> **What to produce**
Copy out the items below, swapping every "positive clicks" for "foreground clicks" and changing nothing else. Leave the pictures out.

..............................

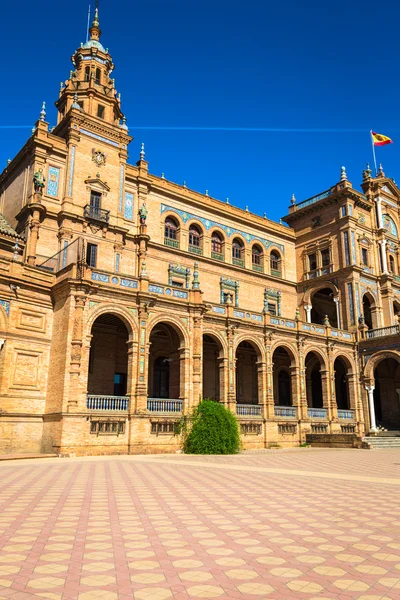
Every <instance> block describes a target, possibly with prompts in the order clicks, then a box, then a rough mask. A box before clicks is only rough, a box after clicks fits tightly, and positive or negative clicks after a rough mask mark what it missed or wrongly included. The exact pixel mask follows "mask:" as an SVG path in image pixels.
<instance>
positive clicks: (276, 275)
mask: <svg viewBox="0 0 400 600" xmlns="http://www.w3.org/2000/svg"><path fill="white" fill-rule="evenodd" d="M271 275H273V276H274V277H282V271H279V270H278V269H271Z"/></svg>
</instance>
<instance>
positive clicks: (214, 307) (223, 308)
mask: <svg viewBox="0 0 400 600" xmlns="http://www.w3.org/2000/svg"><path fill="white" fill-rule="evenodd" d="M212 310H213V312H216V313H217V314H219V315H224V314H226V309H225V308H223V307H222V306H213V309H212Z"/></svg>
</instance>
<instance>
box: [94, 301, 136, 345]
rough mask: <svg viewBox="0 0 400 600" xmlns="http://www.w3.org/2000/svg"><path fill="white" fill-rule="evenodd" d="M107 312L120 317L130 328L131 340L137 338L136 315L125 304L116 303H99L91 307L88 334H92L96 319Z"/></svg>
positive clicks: (127, 326) (120, 318)
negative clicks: (92, 328) (120, 304)
mask: <svg viewBox="0 0 400 600" xmlns="http://www.w3.org/2000/svg"><path fill="white" fill-rule="evenodd" d="M105 314H111V315H115V316H116V317H119V318H120V319H121V321H122V322H123V323H124V325H125V327H126V328H127V330H128V333H129V337H130V340H131V341H133V340H134V339H135V338H136V339H137V334H138V324H137V322H136V320H135V318H134V315H133V314H132V313H131V312H130V310H129V309H128V308H125V307H124V306H118V305H116V304H99V305H97V306H95V307H93V308H91V309H89V317H88V319H87V323H86V331H87V335H88V336H90V335H91V331H92V327H93V323H94V322H95V321H96V319H97V318H98V317H100V316H101V315H105Z"/></svg>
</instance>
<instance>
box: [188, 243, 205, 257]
mask: <svg viewBox="0 0 400 600" xmlns="http://www.w3.org/2000/svg"><path fill="white" fill-rule="evenodd" d="M188 250H189V252H191V253H192V254H198V255H199V256H201V255H202V254H203V250H202V248H200V246H193V244H189V246H188Z"/></svg>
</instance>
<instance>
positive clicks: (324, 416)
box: [307, 408, 327, 419]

..............................

> **Exercise response**
Every <instance> block describes a target, possibly with prompts in the order clicks, then a box, then a rough mask. A box before clicks is only rough, a box after clicks fits tightly, and positive or negative clicks after a rough mask mark what it missed or wrongly included. The exact pixel mask follows "mask:" as an SVG path in image pixels.
<instance>
foreground clicks: (276, 275)
mask: <svg viewBox="0 0 400 600" xmlns="http://www.w3.org/2000/svg"><path fill="white" fill-rule="evenodd" d="M271 275H273V276H274V277H282V271H279V270H278V269H271Z"/></svg>
</instance>
<instance>
foreground clicks: (214, 307) (223, 308)
mask: <svg viewBox="0 0 400 600" xmlns="http://www.w3.org/2000/svg"><path fill="white" fill-rule="evenodd" d="M212 310H213V312H216V313H217V314H219V315H224V314H226V309H225V308H223V307H222V306H213V309H212Z"/></svg>
</instance>
<instance>
box: [94, 301, 136, 345]
rough mask: <svg viewBox="0 0 400 600" xmlns="http://www.w3.org/2000/svg"><path fill="white" fill-rule="evenodd" d="M107 312L120 317L130 328L131 340L137 338L136 315L125 304L116 303H99L91 307L88 334H92L96 319Z"/></svg>
foreground clicks: (127, 326) (120, 318)
negative clicks: (92, 328) (120, 304)
mask: <svg viewBox="0 0 400 600" xmlns="http://www.w3.org/2000/svg"><path fill="white" fill-rule="evenodd" d="M105 314H111V315H115V316H116V317H119V318H120V319H121V321H122V322H123V323H124V325H125V327H126V328H127V330H128V333H129V337H130V340H131V341H133V340H134V339H135V338H136V339H137V334H138V324H137V322H136V320H135V318H134V315H133V314H132V313H131V312H130V310H129V309H128V308H125V307H124V306H118V305H116V304H99V305H97V306H95V307H93V308H91V309H89V317H88V319H87V323H86V331H87V335H88V336H90V335H91V331H92V327H93V323H94V322H95V321H96V319H97V318H98V317H100V316H101V315H105Z"/></svg>
</instance>
<instance>
box: [188, 243, 205, 257]
mask: <svg viewBox="0 0 400 600" xmlns="http://www.w3.org/2000/svg"><path fill="white" fill-rule="evenodd" d="M188 250H189V252H191V253H192V254H198V255H199V256H201V255H202V254H203V250H202V248H200V246H193V244H189V246H188Z"/></svg>
</instance>
<instance>
foreground clicks: (324, 416)
box: [307, 408, 327, 419]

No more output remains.